▶ **Estratto selezionato**
--- --- ---

25 APRILE: MATTARELLA, “TENERE VIVA MEMORIA ATROCITA’ NAZIFASCISTE E DI LOTTO’ PER LA LIBERTA'”

25 Aprile 2023 09:08

Italia - Cronaca

ROMA – Bisogna “tenere viva la memoria” delle atrocità nazi-fasciste ma soprattutto non dimenticare quanti lottarono e “permisero la liberazione dell’Italia dall’oppressione nazi-fascista”.

Con questo semplice ragionamento il presidente della Repubblica Sergio Mattarella anticipa le celebrazioni del 25 aprile che mai come quest’anno, con l’avvento di un governo dichiaratamente di “destra-centro”, disegnano un Paese spaccato da lacerazioni antiche, evidentemente non del tutto superate.

Per sottolineare l’importanza di questa ricorrenza, il Capo dello Stato sarà a Roma, all’Altare della Patria, per deporre una corona accompagnato dalle cariche dello Stato, la presidente del Consiglio Giorgia Meloni e i presidenti di Camera e Senato Lorenzo Fontana e Ignazio La Russa. Subito dopo volerà in Piemonte, prima a Cuneo, poi a Borgo San Dalmazzo e a Boves.

Tre città che per motivi diversi rappresentano un momento storico da celebrare nell’ambito della festa della Liberazione. Il Piemonte quest’anno ospiterà il presidente della Repubblica a Cuneo, Borgo San Dalmazzo e Boves.





Cuneo è tra le città decorate al valor militare per la guerra di Liberazione. Mattarella sarà prima nella casa-museo Galimberti, poi terrà un discorso al teatro Toselli. Dal balcone della sua abitazione l’avvocato azionista Duccio Galimberti il 26 luglio 1943, poche ore dopo la destituzione di Mussolini da parte del re, tenne un discorso contro una “guerra assurda”, contro la decisione di Badoglio di proseguirla, contro l’occupazione tedesca già cominciata e per incitare la popolazione a combattere “fino alla cacciata dell’ultimo tedesco, fino alla scomparsa delle ultime vestigia del regime fascista”.

--- --- ---

▶ **Estratti dei dati**
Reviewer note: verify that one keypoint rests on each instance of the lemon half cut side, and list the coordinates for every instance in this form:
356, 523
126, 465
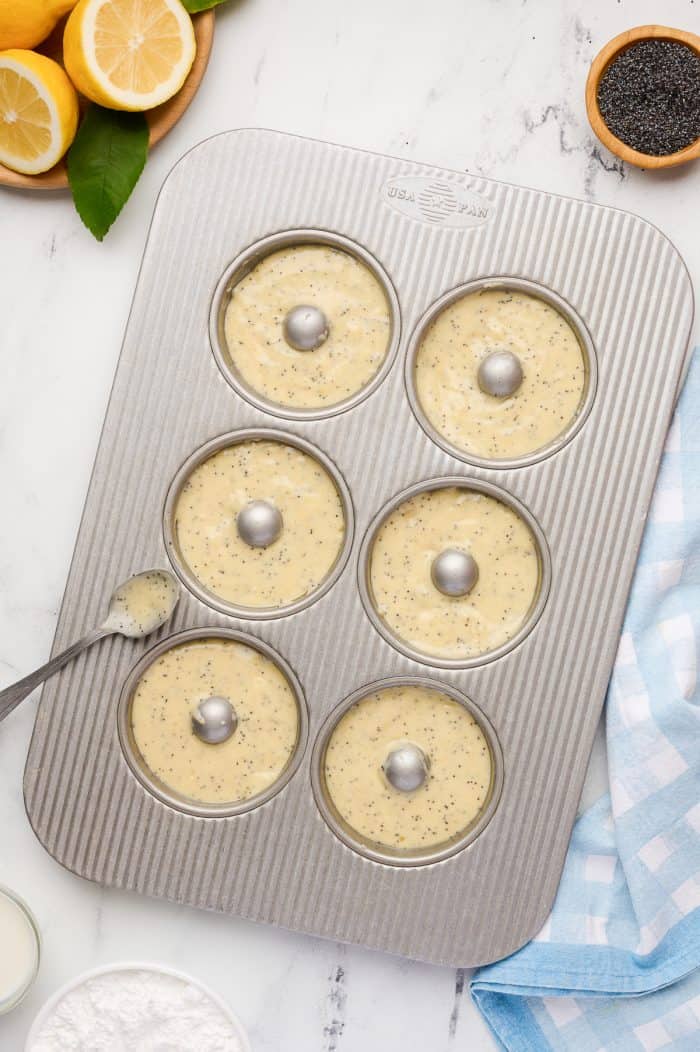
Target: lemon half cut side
38, 112
128, 54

--- --- ---

▶ **Descrizione del compito**
Continua l'articolo sul 25 aprile e sulla visita di Mattarella in Piemonte, riprendendo subito dopo l'ultima frase riportata.

▶ **Risultato del compito**
“L’Italia vuole farla finita con il giogo della dittatura e con la barbarie nazista”, “sarà guerra di liberazione contro tedeschi e fascisti”. “Solo una libera scelta compiuta dal basso e di massa può riscattare gli italiani”, “Sarà una guerra popolare e nazionale, combattuta volontariamente” per “garantire la vera pace a cui aneliamo” disse.

“Non potrà essere una parte politica sola a costruire e ricostruire i nostri valori, nel mio studio si sono incontrati esponenti dei partiti socialista, comunista, liberale, della Dc e del Partito d’Azione. Assieme lanceremo un appello alla popolazione, chiediamo giustizia, non vendetta”. “Dodici ore fa abbiamo riconquistato la libertà, non vogliamo separarcene mai più” concluse.Galimberti contribuì a organizzare le Brigate Giustizia e libertà e ne divenne il comandante in Piemonte, nel novembre 1944 fu catturato, torturato e ucciso dai fascisti.

Borgo San Dalmazzo è un comune pochi chilometri fuori Cuneo, Medaglia d’oro al merito civile. Nel Borgo dopo l’8 settembre 1943, le SS catturarono 349 profughi ebrei che insieme ad altre centinaia avevano superato il confine francese sperando nella salvezza. Dalla prigione improvvisata dell’ex-caserma degli Alpini a Borgo San Dalmazzo furono deportati il 21 novembre verso Auschwitz. Solo 9 di loro tornarono dal lager.

Gli abitanti di Borgo San Dalmazzo, coordinati dal parroco don Raimondo Viale, che negli anni precedenti si era schierato contro la guerra ed era stato quindi mandato al confino, cercarono di aiutarli e nascosero gli ebrei che erano riusciti a sfuggire alla cattura. Viale, il cui impegno è ricordato da Nuto Revelli nel libro “Il prete giusto”, è stato insignito dallo Yad Vashem di Gerusalemme dell’onorificenza Giusto tra le nazioni.





Boves, a dieci minuti da Cuneo e da Borgo San Dalmazzo, è un piccolo comune teatro della prima rappresaglia dei nazisti contro la popolazione civile, è stato insignito delle due onorificenze più alte: Medaglia d’oro al valor militare e Medaglia d’oro al valor civile. Il 19 settembre 1943, pochi giorni dopo l’armistizio, mentre la 1 Divisione Panzer SS Leibstandarte SS Adolf Hitler occupava il paese, i partigiani catturarono due militari tedeschi.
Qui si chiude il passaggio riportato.